### [ASSIGNMENT]
Select the lines of the records containing the word "query" and list them.

### [DATA FOR PROCESSING]
▬▬▬
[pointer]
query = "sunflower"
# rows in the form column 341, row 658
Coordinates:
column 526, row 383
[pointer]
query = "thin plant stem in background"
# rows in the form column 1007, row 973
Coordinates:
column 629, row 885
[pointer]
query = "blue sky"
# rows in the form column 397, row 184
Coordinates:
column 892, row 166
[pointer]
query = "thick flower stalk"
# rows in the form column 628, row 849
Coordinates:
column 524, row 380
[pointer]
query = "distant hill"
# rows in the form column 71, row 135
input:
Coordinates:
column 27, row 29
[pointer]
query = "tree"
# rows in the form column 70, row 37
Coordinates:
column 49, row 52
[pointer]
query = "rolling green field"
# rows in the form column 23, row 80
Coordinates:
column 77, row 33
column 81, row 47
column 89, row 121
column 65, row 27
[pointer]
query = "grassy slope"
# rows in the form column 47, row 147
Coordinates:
▬▬▬
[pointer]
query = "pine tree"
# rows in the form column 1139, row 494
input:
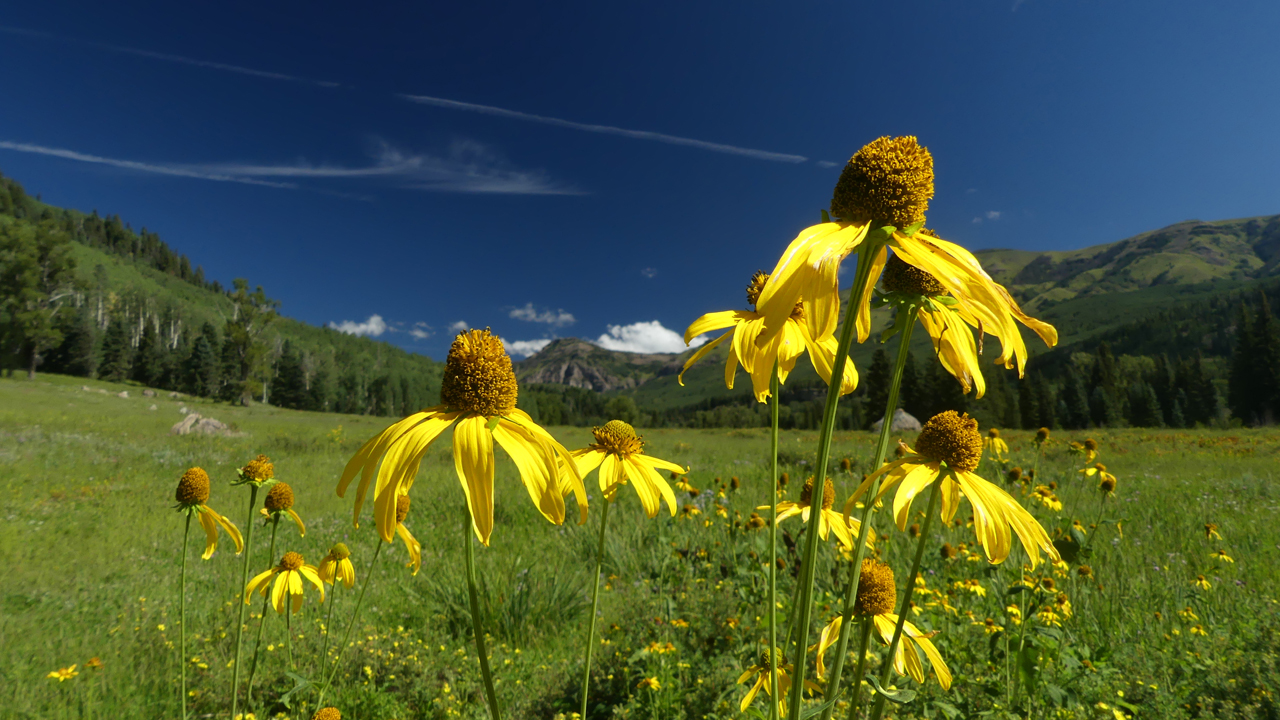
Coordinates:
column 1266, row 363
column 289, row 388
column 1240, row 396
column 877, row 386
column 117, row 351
▬▬▬
### [SOLUTION TO THIS TASK]
query = "sunflower"
query = "thin plant stem in background"
query = "blue sky"
query = "thick flower stalk"
query = "distant hill"
query = "tree"
query = "rolling green field"
query = "grassy slope"
query = "pine tree"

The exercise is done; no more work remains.